[EXERCISE]:
Beginning at the line containing "Locate every instance of the finger" in the material below and ending at the line containing "Locate every instance of the man's bare", return each line exactly and add nothing.
RECORDS FOR THIS EXERCISE: Begin
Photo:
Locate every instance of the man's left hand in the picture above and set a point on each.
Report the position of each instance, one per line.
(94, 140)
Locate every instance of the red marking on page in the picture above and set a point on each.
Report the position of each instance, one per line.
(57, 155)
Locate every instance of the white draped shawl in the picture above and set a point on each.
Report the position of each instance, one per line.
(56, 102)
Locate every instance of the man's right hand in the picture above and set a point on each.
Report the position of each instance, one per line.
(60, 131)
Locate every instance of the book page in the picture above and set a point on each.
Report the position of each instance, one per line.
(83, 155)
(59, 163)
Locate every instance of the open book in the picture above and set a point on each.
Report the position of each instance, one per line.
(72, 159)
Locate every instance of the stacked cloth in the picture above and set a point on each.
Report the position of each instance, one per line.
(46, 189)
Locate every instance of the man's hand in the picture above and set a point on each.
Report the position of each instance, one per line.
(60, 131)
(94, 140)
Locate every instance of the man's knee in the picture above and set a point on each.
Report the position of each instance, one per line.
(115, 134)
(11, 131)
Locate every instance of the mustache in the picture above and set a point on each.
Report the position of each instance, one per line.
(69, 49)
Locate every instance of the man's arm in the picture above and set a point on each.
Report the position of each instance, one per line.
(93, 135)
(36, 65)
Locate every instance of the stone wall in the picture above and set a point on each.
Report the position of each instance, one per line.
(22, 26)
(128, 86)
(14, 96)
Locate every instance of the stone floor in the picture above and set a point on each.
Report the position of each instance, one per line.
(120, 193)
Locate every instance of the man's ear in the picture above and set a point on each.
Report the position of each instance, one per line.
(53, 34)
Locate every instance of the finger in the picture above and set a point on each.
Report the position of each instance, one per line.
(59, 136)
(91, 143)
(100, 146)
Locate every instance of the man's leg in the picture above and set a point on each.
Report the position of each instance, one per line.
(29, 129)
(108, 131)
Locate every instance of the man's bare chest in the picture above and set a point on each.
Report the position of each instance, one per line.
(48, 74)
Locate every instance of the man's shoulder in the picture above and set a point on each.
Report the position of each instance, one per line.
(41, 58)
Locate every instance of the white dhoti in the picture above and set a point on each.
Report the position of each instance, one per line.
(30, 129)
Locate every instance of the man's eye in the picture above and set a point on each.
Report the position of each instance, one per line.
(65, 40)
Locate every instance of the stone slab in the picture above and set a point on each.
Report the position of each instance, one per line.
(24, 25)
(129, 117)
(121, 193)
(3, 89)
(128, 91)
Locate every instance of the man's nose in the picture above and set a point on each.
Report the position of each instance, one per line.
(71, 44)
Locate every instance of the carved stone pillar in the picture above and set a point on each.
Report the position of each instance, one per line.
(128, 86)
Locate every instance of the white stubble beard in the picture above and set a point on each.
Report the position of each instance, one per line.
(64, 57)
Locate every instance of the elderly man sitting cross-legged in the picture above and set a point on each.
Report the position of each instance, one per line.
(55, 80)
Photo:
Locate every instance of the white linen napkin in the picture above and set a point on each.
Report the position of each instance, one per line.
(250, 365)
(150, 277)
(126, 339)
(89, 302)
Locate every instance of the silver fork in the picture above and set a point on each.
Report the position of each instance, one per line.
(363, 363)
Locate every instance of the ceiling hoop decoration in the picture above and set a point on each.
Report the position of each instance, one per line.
RECORDS FOR THIS EXERCISE: End
[COMPLETED TASK]:
Locate every instance of the finger in the picture above and set a point on each.
Report the position of each instance, one per line.
(59, 136)
(91, 143)
(100, 146)
Locate every instance of the man's leg in the picture above and set a point on each.
Report the position of each instance, one per line.
(29, 129)
(108, 131)
Locate every instance of the man's bare chest in the picture above and set a point on each.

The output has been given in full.